▶ [What to produce]: What you return must be the lines of the data that hold the word "below".

Extracted material: Begin

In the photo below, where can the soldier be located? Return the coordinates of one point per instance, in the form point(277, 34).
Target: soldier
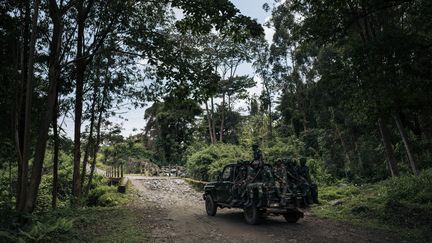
point(257, 155)
point(240, 182)
point(281, 177)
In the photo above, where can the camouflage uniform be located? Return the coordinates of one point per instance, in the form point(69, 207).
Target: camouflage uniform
point(280, 173)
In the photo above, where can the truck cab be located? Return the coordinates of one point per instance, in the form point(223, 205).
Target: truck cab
point(240, 185)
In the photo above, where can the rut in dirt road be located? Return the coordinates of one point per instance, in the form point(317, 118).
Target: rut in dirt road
point(176, 214)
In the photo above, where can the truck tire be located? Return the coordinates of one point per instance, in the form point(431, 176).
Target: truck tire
point(292, 217)
point(251, 214)
point(211, 207)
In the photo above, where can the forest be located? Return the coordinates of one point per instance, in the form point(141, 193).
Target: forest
point(345, 84)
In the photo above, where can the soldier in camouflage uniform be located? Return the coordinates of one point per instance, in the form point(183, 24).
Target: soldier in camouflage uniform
point(280, 173)
point(255, 173)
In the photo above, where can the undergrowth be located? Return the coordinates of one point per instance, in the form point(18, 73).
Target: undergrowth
point(402, 205)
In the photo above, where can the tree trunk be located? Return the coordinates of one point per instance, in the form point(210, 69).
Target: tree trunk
point(222, 118)
point(213, 120)
point(406, 142)
point(55, 156)
point(270, 120)
point(385, 135)
point(20, 107)
point(209, 120)
point(90, 137)
point(80, 70)
point(54, 78)
point(98, 136)
point(28, 105)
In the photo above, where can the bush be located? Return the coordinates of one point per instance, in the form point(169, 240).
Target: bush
point(403, 203)
point(106, 196)
point(207, 163)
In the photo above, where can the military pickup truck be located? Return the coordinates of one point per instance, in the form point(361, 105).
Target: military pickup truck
point(253, 189)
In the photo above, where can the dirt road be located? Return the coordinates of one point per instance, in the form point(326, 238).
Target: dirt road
point(174, 212)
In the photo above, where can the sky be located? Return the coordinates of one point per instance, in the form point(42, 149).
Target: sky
point(133, 119)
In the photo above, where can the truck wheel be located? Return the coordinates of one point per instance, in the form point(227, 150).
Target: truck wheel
point(251, 215)
point(211, 207)
point(292, 217)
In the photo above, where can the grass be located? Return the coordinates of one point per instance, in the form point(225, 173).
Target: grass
point(109, 219)
point(401, 205)
point(102, 224)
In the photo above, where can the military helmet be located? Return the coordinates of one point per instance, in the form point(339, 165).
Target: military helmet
point(302, 161)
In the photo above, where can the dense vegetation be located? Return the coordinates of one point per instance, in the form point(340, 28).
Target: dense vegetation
point(345, 84)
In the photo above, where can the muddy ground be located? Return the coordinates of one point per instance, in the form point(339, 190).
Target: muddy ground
point(174, 212)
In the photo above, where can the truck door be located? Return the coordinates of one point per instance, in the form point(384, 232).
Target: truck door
point(223, 188)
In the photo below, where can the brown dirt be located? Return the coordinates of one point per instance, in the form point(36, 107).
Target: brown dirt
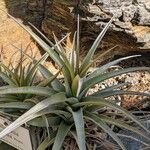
point(12, 34)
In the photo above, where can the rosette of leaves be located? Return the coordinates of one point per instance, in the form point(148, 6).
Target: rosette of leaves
point(21, 75)
point(66, 105)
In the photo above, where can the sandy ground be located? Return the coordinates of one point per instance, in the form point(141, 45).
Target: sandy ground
point(12, 35)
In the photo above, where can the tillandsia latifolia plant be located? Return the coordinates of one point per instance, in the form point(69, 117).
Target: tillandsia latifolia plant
point(66, 105)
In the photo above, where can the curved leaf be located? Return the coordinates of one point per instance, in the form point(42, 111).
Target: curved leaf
point(79, 124)
point(43, 91)
point(61, 134)
point(89, 101)
point(97, 79)
point(97, 120)
point(32, 113)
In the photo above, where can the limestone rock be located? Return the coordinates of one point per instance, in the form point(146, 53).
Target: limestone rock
point(130, 29)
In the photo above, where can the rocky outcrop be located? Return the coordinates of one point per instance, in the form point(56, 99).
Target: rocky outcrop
point(130, 29)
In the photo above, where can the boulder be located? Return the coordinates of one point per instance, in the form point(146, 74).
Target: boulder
point(130, 30)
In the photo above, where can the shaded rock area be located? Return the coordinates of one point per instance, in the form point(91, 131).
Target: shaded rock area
point(130, 29)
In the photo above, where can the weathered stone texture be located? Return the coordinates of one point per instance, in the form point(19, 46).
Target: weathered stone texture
point(130, 29)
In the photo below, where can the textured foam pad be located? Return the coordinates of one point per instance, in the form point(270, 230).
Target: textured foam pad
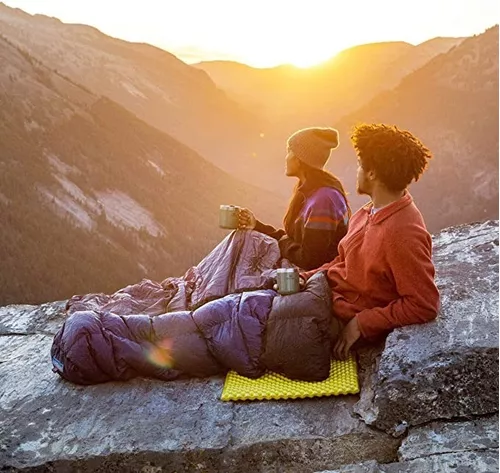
point(343, 379)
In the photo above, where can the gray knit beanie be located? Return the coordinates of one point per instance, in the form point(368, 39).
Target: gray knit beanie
point(312, 145)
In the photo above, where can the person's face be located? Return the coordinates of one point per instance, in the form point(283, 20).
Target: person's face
point(364, 184)
point(292, 164)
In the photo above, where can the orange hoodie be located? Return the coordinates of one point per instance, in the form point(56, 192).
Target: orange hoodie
point(384, 273)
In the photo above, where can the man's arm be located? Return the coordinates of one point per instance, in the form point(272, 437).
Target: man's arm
point(410, 261)
point(269, 230)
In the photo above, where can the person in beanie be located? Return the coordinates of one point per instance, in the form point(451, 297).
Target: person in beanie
point(318, 213)
point(383, 277)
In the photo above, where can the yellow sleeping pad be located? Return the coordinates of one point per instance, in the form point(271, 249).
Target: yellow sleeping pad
point(343, 379)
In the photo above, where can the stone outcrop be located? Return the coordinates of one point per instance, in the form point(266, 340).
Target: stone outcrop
point(444, 370)
point(447, 368)
point(450, 447)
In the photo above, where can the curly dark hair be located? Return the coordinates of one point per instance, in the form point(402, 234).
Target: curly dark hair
point(396, 156)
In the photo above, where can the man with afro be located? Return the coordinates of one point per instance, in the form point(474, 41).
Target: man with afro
point(383, 276)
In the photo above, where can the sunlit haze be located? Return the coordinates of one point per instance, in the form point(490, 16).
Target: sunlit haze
point(265, 33)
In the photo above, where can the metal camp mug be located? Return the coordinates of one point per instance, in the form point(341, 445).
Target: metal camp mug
point(287, 280)
point(229, 216)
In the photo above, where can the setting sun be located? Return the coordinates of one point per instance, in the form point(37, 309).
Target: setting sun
point(267, 33)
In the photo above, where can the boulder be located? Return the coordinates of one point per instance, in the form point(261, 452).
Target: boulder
point(447, 368)
point(444, 447)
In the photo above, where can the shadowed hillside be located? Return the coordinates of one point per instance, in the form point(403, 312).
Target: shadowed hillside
point(91, 197)
point(150, 82)
point(451, 104)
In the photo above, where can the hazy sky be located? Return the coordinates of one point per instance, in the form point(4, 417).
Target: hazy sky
point(268, 32)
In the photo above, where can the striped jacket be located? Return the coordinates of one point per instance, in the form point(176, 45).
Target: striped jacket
point(317, 230)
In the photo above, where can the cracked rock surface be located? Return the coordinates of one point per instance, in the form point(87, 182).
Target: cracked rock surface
point(442, 447)
point(447, 368)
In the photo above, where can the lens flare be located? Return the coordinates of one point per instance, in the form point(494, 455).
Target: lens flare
point(161, 354)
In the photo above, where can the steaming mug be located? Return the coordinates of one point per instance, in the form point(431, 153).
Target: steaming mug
point(287, 280)
point(229, 216)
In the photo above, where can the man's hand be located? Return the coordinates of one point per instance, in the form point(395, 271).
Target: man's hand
point(302, 284)
point(347, 338)
point(246, 219)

Extracted material: End

▶ [Answer to this exercise]:
In the photo below, where can the soldier be located? Return the coordinates of one point per instance, in the form point(277, 34).
In the photo below, where can the brown dirt be located? Return the coordinates of one point per instance, in the form point(36, 107).
In the photo below, where can the textured foam pad be located? Return the coordinates of one point per instance, in the form point(270, 230).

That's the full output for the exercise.